» **Set exercise**
Reproduce the records that follow in full, excluding any picture they contain.

» **Working data**
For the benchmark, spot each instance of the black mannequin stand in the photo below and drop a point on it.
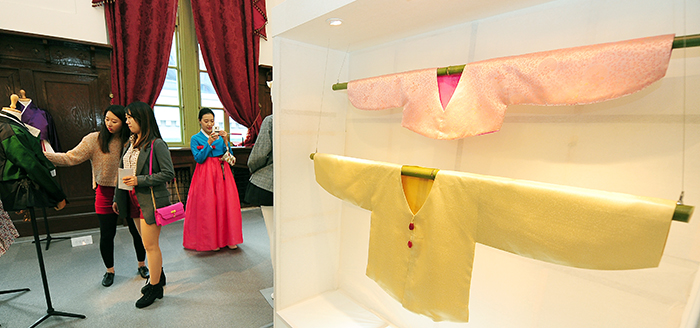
(48, 232)
(49, 311)
(14, 291)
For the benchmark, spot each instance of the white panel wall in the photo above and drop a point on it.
(307, 117)
(70, 19)
(633, 145)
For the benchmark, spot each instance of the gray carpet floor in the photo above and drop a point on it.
(204, 289)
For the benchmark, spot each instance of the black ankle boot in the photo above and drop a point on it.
(161, 282)
(152, 293)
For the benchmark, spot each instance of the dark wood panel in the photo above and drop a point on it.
(9, 81)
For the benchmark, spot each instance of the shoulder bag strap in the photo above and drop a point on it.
(150, 172)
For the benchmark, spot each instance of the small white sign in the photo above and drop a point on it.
(81, 241)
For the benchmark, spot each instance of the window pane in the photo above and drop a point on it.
(169, 95)
(238, 132)
(173, 53)
(202, 66)
(169, 123)
(209, 97)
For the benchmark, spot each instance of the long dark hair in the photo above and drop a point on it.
(143, 114)
(105, 137)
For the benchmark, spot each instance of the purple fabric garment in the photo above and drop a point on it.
(42, 120)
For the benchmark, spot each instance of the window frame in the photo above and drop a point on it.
(188, 71)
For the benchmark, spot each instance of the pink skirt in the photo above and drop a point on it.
(213, 210)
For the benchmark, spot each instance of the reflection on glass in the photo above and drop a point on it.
(169, 123)
(173, 53)
(238, 132)
(209, 97)
(169, 94)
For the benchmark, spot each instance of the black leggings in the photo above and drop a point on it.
(108, 229)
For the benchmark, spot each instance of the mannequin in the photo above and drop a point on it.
(18, 142)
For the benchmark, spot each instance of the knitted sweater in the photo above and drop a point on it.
(104, 166)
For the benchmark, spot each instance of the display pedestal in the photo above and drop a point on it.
(331, 309)
(49, 308)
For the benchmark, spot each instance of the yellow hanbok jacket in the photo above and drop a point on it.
(423, 232)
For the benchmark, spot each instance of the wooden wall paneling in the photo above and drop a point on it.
(71, 81)
(9, 81)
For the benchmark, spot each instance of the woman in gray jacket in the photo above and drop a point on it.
(138, 202)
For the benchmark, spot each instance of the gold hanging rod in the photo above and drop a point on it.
(686, 41)
(682, 213)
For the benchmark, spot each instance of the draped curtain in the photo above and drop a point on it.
(141, 33)
(229, 34)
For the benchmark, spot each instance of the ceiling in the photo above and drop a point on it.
(367, 23)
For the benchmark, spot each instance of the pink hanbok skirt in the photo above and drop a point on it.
(213, 210)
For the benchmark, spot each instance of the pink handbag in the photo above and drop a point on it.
(171, 213)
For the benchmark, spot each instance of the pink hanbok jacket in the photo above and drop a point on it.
(571, 76)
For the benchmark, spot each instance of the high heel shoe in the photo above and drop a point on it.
(152, 293)
(148, 282)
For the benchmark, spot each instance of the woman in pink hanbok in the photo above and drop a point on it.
(213, 210)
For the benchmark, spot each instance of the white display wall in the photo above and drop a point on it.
(645, 144)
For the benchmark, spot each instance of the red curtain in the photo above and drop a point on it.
(229, 36)
(141, 33)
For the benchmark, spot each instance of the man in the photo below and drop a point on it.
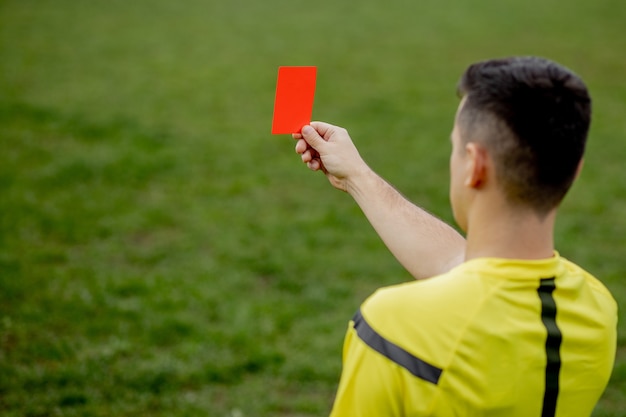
(504, 326)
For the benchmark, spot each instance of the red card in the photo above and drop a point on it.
(293, 106)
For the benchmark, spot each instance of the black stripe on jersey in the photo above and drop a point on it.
(553, 346)
(396, 354)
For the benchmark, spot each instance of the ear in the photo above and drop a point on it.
(579, 168)
(476, 168)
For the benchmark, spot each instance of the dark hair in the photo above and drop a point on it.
(533, 115)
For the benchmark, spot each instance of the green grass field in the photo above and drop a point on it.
(162, 254)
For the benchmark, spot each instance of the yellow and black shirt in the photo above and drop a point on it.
(492, 337)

» **Written response**
For the benchmark, spot each instance of the black mannequin stand in the photo below and drop a point on it.
(48, 232)
(49, 311)
(14, 291)
For the benchmark, spot each instance of the white panel wall in the photo above and drop a point on it.
(307, 117)
(70, 19)
(633, 145)
For the benchmark, spot each instance of the gray carpet floor in the photo above and drop a point on it.
(204, 289)
For the benchmark, spot each instance of the black ankle boot in the photo above and drop a point on it.
(161, 282)
(152, 293)
For the benchmark, spot each instance of the dark wood panel in the photo above and drop a point on it.
(9, 81)
For the benchmark, spot each instance of the shoulder bag strap in the photo above and drop a point on it.
(150, 172)
For the benchmark, spot each instance of the small white sign in the photo above and drop a point on it.
(81, 241)
For the benchmark, spot each instance of the window pane in the photo above and drop a point on it.
(169, 95)
(238, 132)
(173, 53)
(202, 66)
(169, 123)
(209, 97)
For the benchmark, spot each instance of the long dark hair in the photo above and drop a point on it.
(143, 114)
(105, 137)
For the benchmark, spot each instance of the purple fabric garment in the photo above and drop a point on it.
(42, 120)
For the benchmark, spot each instance of the window frame in the photo above and drop a point on it.
(188, 71)
For the benchmark, spot each instance of the pink skirt in the photo above and drop a point on it.
(213, 210)
For the benchmark, spot each instance of the reflection on glass in the photo above and drop a point on it.
(169, 123)
(173, 53)
(238, 132)
(209, 97)
(169, 94)
For the benchmark, spot each instance of the black leggings in the photo above and drop a point on it.
(108, 229)
For the benchmark, spot each instance of the mannequin in the photo above and drop a point on it.
(18, 142)
For the benchmark, spot each instance of the knitted sweater in the photo above and drop a point on it.
(104, 166)
For the benchmark, spot each instance of the display pedestal in the photo above and drop a point on it.
(331, 309)
(49, 308)
For the benchmark, spot each instance of the yellow hanbok jacket in the photo above and drop a point on it.
(423, 232)
For the benchmark, spot each instance of the wooden wall paneling in the photo above and drop a point on it.
(71, 81)
(9, 81)
For the benchmark, spot each instance of the woman in gray jacket in the photo above and drop a point on it.
(138, 202)
For the benchmark, spot each instance of the gold hanging rod in the photo above and drop a point on it.
(686, 41)
(682, 213)
For the benchmark, spot each instance of the draped curtain in the photo above and drop a point on it.
(141, 33)
(229, 34)
For the benchmark, spot each instance of the ceiling in the photo above and drop a point on it.
(367, 23)
For the benchmark, spot each instance of the pink hanbok skirt in the photo above and drop a point on it.
(213, 210)
For the benchmark, spot each instance of the pink handbag in the photo above and drop a point on it.
(171, 213)
For the benchmark, spot each instance of the pink hanbok jacket in the photo above and drop a point on it.
(571, 76)
For the benchmark, spot each instance of the high heel shoe in the photo above and drop a point on it.
(152, 293)
(148, 282)
For the benchmark, spot each instance of the woman in pink hanbok in the photo above and drop a point on it.
(213, 210)
For the benchmark, spot each instance of the white display wall in the photo above and drop a point on it.
(645, 144)
For the benchmark, spot each instance of the red curtain in the photo above and drop a point on it.
(229, 36)
(141, 33)
For the benchmark, spot each instance of the man in the photo below and drop a point on it.
(504, 326)
For the benchmark, spot each instance of the red card in the photo above and drop a point on it.
(293, 106)
For the benchmark, spot each instance of the black stripe on jersey in the photo above and drop a point on it.
(553, 346)
(396, 354)
For the benchmark, spot each instance of the ear in the photo above and drop a point on it.
(579, 168)
(476, 168)
For the benchmark, spot each instance of the dark hair in the photo above and drop a point on it.
(533, 115)
For the benchmark, spot each instance of the green grass field in the photo above and drop a point on it.
(162, 254)
For the benchmark, spot each instance of the yellow and black shirt in the photo above and drop a point on it.
(492, 337)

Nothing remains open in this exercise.